Start

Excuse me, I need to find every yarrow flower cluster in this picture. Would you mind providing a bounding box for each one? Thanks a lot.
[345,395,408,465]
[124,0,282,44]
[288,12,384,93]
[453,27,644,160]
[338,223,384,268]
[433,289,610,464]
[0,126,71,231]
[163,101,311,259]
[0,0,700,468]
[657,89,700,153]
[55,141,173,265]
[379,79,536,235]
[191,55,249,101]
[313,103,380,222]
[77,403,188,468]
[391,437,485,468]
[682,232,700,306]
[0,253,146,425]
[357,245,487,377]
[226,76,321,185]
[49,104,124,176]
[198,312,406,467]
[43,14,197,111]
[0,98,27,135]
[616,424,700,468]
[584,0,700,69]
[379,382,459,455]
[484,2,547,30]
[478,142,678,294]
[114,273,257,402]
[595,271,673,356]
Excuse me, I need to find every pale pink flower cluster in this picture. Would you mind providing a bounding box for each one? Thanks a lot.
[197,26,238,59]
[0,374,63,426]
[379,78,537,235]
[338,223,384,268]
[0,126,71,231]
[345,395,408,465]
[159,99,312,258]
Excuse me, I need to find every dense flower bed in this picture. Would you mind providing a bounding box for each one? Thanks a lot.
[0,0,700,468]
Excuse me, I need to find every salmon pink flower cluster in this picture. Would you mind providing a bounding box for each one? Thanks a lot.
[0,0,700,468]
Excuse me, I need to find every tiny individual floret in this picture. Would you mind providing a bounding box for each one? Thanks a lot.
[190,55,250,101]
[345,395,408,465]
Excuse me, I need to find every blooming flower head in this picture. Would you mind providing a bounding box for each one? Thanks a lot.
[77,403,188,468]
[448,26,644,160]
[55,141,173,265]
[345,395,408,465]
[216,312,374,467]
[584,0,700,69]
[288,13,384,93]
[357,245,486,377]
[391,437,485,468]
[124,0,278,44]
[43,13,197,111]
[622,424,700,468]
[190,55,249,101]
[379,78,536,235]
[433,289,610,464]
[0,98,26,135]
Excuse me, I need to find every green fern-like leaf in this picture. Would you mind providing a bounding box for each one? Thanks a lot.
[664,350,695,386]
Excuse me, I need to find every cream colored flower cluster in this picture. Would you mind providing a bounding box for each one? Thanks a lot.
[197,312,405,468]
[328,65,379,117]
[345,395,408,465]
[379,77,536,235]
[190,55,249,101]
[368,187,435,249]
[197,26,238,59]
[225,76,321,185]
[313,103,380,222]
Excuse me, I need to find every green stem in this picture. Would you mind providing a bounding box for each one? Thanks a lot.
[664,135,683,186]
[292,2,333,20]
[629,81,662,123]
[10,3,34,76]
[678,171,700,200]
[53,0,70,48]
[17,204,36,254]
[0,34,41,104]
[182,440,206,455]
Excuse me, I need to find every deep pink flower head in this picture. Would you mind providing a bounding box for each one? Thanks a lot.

End
Start

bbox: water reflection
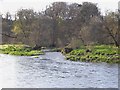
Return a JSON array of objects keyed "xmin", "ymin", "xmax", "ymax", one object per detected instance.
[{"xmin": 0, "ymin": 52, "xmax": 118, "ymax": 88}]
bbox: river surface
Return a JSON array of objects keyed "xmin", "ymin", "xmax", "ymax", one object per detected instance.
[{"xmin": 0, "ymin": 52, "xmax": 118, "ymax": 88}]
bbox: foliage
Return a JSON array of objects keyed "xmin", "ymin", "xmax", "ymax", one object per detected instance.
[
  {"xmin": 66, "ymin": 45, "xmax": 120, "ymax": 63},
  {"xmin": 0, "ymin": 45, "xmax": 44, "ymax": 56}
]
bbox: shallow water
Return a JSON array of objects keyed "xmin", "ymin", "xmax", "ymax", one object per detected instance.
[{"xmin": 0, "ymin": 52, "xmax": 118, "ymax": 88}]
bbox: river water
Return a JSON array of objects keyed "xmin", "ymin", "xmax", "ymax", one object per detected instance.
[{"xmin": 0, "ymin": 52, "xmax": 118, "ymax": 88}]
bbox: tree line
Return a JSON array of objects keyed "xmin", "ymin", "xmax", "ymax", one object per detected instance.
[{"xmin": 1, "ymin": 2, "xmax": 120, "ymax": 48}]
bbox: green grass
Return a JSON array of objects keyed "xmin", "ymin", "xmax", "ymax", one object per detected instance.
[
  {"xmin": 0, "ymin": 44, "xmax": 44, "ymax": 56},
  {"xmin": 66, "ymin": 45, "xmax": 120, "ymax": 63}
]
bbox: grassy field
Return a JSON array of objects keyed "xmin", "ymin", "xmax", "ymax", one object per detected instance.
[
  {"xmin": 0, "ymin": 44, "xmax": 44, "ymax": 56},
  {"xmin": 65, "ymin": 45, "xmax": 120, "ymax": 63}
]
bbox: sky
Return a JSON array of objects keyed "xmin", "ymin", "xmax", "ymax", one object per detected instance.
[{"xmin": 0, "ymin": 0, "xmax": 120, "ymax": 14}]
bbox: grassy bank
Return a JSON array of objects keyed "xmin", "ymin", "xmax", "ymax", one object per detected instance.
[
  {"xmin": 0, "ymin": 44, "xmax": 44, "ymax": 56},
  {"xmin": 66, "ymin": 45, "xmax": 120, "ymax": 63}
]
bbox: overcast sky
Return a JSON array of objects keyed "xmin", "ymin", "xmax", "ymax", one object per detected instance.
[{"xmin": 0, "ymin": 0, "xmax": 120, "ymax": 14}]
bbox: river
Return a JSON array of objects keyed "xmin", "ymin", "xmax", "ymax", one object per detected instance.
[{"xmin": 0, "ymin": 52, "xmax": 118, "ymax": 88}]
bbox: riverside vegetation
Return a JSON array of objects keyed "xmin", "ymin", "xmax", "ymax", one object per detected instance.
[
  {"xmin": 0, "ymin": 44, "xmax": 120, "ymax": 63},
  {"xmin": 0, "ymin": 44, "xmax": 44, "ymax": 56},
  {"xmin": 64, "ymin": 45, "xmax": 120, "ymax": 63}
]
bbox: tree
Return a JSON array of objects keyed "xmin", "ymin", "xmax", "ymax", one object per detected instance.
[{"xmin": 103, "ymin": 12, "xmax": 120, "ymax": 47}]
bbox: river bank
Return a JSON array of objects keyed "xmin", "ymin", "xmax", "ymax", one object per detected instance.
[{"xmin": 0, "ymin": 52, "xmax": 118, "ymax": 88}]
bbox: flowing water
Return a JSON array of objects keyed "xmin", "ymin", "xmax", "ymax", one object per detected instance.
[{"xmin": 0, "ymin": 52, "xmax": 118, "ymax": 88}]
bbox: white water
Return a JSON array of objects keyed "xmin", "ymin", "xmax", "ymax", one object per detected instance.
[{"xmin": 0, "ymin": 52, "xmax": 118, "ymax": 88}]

End

◆ **WHAT IS BEING ASKED**:
Filter the rows above and copy out every line that contains the string "water". Matching is case-sensitive.

◆ **CORRECT RESPONSE**:
bbox: water reflection
bbox: shallow water
bbox: river water
bbox: flowing water
bbox: white water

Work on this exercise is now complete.